### DIRECTION
Copy out the listing below, changing every "Target" to "Object" and leaving everything else as it is.
-- start of RECORDS SUPPLIED --
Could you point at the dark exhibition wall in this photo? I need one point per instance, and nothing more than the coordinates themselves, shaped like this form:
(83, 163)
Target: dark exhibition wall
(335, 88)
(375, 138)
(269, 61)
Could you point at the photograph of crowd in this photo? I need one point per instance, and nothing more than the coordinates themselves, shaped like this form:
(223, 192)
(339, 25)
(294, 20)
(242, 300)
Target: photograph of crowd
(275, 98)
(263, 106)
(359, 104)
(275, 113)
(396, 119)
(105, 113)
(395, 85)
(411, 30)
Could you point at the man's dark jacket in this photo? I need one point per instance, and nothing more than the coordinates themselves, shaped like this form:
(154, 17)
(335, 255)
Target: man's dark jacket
-- end of RECORDS SUPPLIED --
### COMPLETE OUTPUT
Could you point at the dark exhibition wall in this photo? I need one point per instance, and nothing more than the coordinates themselves, shaped like this form:
(83, 163)
Object: dark exhibition wall
(335, 88)
(375, 138)
(269, 61)
Could you point at the photograph of crowd in this photo? I need one point per instance, and nothing more than the coordinates themselves, shaped like this form:
(223, 192)
(339, 25)
(294, 20)
(242, 300)
Object: photograph of crowd
(275, 98)
(263, 106)
(359, 104)
(275, 113)
(396, 119)
(105, 113)
(395, 85)
(411, 30)
Could you point at the man's dark jacket in this photo? I need one point per instance, and nothing more than the coordinates themselves, shaped like this form:
(154, 17)
(335, 255)
Object: man's dark jacket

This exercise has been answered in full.